*Excerpt*.
>>>>

Archive for December 2004

Pirates!

I just caught the review of the new Sid Meier’s Pirates! over on Ars Technica.

I played the original of the game as obsessively as I was able when I was in, er, high school. On my Apple II, um, gs. Anyway, reading the review both summoned long lost memories and made me realize that this new version is that rarest of beasts: an updated video game that really is just an update and not a “re-invention”. The game itself sounds almost exactly like the the Pirates! of old, and that, my friends, is awesome.

The only thing from the old game that I remember sucking was the sword fighting. At that point, the old Pirates! firmly reminded you that it was not a fighting game. I barely remember any major quests. I do remember the treasure hunting, the courting of governor’s daughters, the storming of towns, and the general piracy.

It is enough to make me want to build a Windows gaming machine. A task made harder today when I had to raid my erstwhile Windows box for its power supply.

Capitalism is bad, mm’kay?

I know that there is something that I just don’t understand about the situation, but when I heard the followup to the U.S. beef industry’s woes on NPR yesterday, I experienced the same reaction when I heard the story the first time: huh?

Apparently, a small meat-packer in Kansas has gone to the trouble of making it possible to test every cow for mad cow’s disease, as the Japanese now require. The rest of the beef industry turns around and says, “No way!”. You see, this much testing is bad for the industry, because, well, because the rest of the industry would have to actually…compete. At least for re-entry into the Japanese market.

Since when did capitalism become such a bad thing for the beef industry?

I had the same reaction when I noticed that there was an article describing how Craigslist “costs” newspapers $50 to $65 million a year. OMG! Competition! Horrible!

To be fair, that actually isn’t precisely the tone of the article (more of an announcement for a $250 report, really), but this sort of thinking does pervade certain industries.

<<<<

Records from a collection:
>>>>

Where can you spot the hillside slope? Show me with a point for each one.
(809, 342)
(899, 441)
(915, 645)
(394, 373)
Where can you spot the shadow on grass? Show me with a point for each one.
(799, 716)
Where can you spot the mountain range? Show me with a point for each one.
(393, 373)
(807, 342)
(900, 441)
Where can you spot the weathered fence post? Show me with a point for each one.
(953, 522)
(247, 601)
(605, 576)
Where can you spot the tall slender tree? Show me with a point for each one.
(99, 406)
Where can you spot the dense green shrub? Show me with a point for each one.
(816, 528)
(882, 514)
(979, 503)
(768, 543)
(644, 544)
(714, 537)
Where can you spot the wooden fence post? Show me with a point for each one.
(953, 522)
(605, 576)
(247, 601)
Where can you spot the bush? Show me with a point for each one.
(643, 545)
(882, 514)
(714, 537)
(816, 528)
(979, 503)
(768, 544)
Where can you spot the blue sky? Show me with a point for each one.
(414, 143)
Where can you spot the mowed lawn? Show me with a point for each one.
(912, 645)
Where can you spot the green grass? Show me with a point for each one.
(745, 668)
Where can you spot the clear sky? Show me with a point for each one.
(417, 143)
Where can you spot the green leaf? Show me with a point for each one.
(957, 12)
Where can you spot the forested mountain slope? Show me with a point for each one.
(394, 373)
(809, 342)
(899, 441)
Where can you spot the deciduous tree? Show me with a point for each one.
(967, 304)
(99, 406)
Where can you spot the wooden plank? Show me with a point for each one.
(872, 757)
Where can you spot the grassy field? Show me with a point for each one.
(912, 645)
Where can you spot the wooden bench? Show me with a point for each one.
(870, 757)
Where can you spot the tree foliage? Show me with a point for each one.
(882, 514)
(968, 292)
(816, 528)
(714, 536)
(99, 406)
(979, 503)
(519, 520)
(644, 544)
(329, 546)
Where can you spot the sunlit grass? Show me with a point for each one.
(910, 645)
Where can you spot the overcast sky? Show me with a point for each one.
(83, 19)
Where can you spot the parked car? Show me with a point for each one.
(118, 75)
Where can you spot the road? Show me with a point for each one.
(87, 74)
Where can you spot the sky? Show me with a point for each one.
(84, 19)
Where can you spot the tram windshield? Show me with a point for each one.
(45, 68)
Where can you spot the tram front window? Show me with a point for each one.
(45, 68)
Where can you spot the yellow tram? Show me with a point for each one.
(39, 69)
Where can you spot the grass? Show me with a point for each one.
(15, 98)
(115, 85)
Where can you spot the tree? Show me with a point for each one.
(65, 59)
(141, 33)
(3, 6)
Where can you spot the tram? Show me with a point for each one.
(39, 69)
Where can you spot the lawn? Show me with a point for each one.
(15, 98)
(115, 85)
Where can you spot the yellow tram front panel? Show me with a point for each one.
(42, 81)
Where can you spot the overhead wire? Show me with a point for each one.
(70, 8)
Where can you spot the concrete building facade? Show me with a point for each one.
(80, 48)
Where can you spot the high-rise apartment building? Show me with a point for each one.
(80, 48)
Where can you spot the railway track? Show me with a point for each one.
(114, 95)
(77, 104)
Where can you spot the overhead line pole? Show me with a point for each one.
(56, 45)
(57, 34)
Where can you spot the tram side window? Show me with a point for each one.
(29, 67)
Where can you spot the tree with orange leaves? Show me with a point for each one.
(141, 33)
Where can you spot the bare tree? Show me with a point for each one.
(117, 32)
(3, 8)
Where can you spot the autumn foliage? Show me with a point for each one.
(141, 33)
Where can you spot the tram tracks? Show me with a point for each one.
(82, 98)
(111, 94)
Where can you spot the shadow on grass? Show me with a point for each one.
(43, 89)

<<<<

*About this task*.
Rewrite everything in the blog archive from "Capitalism is bad, mm’kay?" down to "the Japanese market.", substituting "beef producer" for "meat-packer".

*Answer*.
Capitalism is bad, mm’kay?

I know that there is something that I just don’t understand about the situation, but when I heard the followup to the U.S. beef industry’s woes on NPR yesterday, I experienced the same reaction when I heard the story the first time: huh?

Apparently, a small beef producer in Kansas has gone to the trouble of making it possible to test every cow for mad cow’s disease, as the Japanese now require. The rest of the beef industry turns around and says, “No way!”. You see, this much testing is bad for the industry, because, well, because the rest of the industry would have to actually…compete. At least for re-entry into the Japanese market.